## DOCUMENT SECTION
◆ ◆ ◆

David Beeson said...

I don't think the Leave side was the side of optimism. On the contrary, it was the negative camp, simply saying 'no' to the EU. Because that was all it said, it could pull together of wholly incompatible views to build a majority (and a small one) for just that one negative view.

Broadly speaking, there were two currents on the 'no' side: those who really wanted out of all EU institutions, come what may. That would mean leaving the single market too, as the only sure way of ending contributions to the EU and freedom of movement (see what I mean about negative? how can people who want to remove a freedom still deserve the term 'optimist'?) What those people haven't thought about is what it means to be reduced to simple World Trade Organisation terms. The G20 this weekend started to reveal what comes next: Japanese investment drying up, the US placing us at best third in the queue for trade negotiations (behind the EU and Asia-Pacific nations), poor relations with China and Russia. Bleak times ahead, in fact.

That seemed to be the approach Theresa May was adopting. What else could "Brexit means Brexit" mean? Except that faced with the reality, she now seems to be backpedaling. She won't rule out possible continued contributions to the EU, she's warning us that immigration control may not be possible. In fact, she may well be moving towards some kind of associate membership of the single market, where we'll get the worst of all possible worlds: still paying some contributions, still accepting some freedom of movement, sill respecting certain EU regulations, but with no say on any of them.

◆ ◆ ◆

## ENTRIES PROVIDED
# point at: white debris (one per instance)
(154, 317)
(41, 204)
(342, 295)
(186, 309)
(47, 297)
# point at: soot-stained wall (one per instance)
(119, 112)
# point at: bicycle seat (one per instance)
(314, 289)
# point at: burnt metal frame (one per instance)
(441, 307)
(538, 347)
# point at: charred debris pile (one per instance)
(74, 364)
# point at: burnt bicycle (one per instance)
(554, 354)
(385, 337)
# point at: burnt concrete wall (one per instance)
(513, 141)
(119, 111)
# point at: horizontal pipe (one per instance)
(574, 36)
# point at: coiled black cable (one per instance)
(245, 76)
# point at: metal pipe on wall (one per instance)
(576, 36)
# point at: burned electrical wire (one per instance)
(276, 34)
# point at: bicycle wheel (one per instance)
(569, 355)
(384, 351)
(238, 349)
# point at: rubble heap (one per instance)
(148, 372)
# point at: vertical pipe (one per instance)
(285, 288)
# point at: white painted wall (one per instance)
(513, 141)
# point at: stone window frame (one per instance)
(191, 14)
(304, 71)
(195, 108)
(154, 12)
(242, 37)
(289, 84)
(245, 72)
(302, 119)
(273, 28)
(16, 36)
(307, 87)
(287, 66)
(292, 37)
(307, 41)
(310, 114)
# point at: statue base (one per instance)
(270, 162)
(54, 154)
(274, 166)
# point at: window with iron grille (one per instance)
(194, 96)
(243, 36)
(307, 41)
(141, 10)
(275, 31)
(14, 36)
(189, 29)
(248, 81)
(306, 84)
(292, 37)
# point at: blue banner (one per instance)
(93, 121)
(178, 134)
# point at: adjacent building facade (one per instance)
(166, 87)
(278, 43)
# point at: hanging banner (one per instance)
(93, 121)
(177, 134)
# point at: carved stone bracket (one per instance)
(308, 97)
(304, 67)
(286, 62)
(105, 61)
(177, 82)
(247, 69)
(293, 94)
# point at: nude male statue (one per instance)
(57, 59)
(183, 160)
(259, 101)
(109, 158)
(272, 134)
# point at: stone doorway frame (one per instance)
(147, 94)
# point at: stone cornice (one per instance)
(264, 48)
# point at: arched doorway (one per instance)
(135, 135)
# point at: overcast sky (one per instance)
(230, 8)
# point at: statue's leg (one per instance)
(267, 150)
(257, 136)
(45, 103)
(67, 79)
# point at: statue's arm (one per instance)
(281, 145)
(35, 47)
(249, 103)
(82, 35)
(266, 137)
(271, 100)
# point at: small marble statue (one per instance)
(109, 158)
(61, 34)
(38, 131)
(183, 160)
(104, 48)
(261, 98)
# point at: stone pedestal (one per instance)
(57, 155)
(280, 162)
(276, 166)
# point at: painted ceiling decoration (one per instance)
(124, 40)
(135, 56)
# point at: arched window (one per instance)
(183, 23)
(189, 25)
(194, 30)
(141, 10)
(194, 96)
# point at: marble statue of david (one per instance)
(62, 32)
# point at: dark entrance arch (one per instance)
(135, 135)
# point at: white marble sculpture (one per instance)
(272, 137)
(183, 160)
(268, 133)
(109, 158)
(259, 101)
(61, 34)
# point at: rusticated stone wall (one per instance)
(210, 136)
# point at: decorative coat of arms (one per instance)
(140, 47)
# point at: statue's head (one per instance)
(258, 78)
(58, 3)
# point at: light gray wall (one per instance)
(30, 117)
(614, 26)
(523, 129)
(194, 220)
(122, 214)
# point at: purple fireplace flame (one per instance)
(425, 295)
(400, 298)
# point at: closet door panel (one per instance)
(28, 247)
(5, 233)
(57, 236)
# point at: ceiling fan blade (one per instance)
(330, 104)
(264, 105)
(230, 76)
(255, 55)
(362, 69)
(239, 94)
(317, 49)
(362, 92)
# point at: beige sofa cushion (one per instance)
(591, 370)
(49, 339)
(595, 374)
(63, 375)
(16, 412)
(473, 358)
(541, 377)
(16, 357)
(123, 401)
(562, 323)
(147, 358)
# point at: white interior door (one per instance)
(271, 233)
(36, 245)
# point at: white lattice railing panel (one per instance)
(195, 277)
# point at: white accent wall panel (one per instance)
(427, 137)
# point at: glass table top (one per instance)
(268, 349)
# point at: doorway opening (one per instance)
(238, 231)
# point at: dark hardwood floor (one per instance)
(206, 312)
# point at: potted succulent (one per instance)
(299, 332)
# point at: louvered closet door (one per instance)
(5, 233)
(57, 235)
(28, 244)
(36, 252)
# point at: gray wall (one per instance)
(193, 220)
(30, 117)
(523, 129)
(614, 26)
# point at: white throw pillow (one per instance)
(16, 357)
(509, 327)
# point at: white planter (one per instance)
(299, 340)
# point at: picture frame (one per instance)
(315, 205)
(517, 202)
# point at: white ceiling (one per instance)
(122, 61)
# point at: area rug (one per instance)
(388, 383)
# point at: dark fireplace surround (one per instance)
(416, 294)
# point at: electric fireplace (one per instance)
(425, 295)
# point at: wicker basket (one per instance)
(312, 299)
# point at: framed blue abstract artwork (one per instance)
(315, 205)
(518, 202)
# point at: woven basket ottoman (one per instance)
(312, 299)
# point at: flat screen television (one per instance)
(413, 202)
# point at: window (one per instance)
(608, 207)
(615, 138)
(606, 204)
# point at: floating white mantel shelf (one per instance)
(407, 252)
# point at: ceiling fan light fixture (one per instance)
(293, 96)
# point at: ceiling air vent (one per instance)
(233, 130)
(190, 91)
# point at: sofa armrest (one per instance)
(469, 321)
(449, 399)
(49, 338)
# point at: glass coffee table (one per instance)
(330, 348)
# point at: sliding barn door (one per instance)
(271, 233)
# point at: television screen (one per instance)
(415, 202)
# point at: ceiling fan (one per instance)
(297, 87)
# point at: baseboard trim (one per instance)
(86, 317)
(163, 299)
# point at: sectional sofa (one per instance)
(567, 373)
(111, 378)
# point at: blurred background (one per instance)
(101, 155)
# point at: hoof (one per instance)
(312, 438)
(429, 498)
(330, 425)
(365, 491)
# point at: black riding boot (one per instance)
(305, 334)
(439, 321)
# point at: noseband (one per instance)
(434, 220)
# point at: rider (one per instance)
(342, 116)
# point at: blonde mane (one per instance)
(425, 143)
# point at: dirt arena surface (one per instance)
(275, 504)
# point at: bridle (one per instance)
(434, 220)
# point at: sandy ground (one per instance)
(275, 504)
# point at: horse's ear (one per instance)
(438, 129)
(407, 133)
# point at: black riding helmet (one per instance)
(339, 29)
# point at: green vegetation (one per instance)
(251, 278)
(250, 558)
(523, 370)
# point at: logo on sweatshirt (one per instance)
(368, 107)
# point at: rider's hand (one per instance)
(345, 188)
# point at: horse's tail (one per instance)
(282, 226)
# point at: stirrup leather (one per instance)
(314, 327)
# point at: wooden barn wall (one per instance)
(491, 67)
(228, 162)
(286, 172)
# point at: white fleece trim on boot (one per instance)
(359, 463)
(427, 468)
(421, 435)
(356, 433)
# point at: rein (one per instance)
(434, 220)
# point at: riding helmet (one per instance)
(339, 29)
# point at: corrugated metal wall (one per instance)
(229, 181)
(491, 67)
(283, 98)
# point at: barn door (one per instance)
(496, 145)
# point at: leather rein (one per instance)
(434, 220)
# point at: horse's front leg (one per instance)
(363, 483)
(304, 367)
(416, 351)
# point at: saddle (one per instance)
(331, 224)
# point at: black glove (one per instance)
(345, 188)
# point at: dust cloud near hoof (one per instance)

◆ ◆ ◆

## PROBLEMS
(a) Render this sentence from the comment on Brexit in Spanish: "That seemed to be the approach Theresa May was adopting."
(b) Carry on the comment on Brexit, starting right after its last sentence.

## ANSWERS TO THE PROBLEMS
(a) Ese parecía ser el enfoque que Theresa May estaba adoptando.

(b)
My suspicion is that when that becomes clear, there will be lots of people even within the Leave camp who'll be clamouring for a second referendum. They said 'no' to the EU, but now they're going to have to express a positive opinion - and do they really want to say 'yes' to either of these options?

David Beeson said...

On the Corbyn front, I think he'll be reelected. The issue for those of us in the Labour Party is whether we can resist the deselection battle that I fear will follow, and preserve a party to rebuild later. We'll certainly do all we can, but it's going to be a massive battle.

Anonymous said...

I must say I think pessimist was exactly the correct word if you read what you have just written as a response it perfectly endorses the classic view of a remain voter, fear. We will see what happens, l believe business and commerce will be where the answers lie and not with the politicians. If there is a profit to be made rest assured it will be made whatever any politicians might have to say or do. It used to be the Common Market a free trade association, prior to that the UK belonged to EFTA. Many simply want a trading agreement and no burocratic interference from an external meddling body, I can understand that.

As for Mr Corbyn he should leave Labour and lead his own Momentum party and let Labour get on with becoming a credible opposition with the objective of offering the UK balanced government.

David Beeson said...

My optimism is of a different kind.

I saw in the attempt by European nations to pull together, after centuries of repeated and often bloody division, a move that was immensely hopeful. Britain's decision to leave strikes me as evidence of lack of resolve, lack of guts to see a tough job through: things got difficult, so we pulled out. Not the spirit of 1940. But maybe Britain is noble in adversity only when conflict is involved.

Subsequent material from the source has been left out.